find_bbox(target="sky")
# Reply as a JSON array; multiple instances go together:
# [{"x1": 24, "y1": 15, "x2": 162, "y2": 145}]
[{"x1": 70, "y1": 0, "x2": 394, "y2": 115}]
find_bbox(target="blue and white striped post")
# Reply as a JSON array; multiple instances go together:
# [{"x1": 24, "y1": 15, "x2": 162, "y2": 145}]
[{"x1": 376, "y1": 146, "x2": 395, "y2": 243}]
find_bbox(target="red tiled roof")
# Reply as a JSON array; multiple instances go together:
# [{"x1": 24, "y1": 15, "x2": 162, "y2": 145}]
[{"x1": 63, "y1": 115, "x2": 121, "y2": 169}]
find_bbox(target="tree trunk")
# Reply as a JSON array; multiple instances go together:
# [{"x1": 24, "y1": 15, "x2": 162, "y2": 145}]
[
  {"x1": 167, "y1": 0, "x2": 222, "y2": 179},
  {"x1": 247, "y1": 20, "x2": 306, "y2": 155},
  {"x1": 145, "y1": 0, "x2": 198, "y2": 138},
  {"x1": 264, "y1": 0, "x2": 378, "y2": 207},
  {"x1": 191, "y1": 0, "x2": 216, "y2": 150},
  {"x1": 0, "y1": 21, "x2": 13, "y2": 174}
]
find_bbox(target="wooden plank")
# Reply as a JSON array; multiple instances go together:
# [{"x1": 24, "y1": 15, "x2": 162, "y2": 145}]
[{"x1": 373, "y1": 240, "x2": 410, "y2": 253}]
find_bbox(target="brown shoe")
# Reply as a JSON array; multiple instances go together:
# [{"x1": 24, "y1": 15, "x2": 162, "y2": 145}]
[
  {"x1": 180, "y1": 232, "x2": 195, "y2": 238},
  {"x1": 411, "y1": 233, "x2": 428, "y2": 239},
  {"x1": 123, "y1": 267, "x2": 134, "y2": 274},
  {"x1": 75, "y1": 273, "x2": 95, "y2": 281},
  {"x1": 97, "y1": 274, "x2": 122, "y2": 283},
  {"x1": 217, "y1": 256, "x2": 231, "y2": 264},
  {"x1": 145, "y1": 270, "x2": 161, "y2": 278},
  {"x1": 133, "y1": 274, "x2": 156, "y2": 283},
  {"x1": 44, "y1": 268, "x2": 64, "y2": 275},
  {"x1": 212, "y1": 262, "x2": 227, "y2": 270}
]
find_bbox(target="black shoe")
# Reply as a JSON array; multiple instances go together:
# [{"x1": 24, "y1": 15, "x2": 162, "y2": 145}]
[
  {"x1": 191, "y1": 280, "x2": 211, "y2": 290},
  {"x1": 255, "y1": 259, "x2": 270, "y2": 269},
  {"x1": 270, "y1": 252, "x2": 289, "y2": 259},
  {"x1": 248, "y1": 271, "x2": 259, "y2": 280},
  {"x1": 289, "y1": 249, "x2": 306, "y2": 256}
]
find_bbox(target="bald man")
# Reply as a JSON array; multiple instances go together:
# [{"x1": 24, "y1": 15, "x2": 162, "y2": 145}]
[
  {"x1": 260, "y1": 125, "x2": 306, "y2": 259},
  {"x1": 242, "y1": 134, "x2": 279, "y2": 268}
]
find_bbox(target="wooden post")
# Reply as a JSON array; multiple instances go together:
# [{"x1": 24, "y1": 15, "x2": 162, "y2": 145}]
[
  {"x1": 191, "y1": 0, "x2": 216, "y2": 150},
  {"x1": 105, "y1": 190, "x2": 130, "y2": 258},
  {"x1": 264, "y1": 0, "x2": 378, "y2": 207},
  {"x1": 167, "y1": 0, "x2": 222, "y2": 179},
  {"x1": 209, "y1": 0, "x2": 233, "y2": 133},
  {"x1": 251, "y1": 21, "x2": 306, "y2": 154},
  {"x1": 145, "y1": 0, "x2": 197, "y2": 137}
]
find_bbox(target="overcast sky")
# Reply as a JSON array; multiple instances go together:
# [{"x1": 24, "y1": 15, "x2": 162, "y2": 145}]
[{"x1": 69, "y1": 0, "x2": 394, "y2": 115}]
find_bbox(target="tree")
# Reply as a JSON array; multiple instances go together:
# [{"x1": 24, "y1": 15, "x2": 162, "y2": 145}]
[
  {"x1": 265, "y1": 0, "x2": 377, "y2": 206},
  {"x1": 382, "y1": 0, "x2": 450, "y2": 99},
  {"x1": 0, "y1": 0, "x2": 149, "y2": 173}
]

────────────────────

## To do
Count the lines in the entries above that contain the string "shoe", matching case exactly. Reply with the number alone.

## Solved exercise
2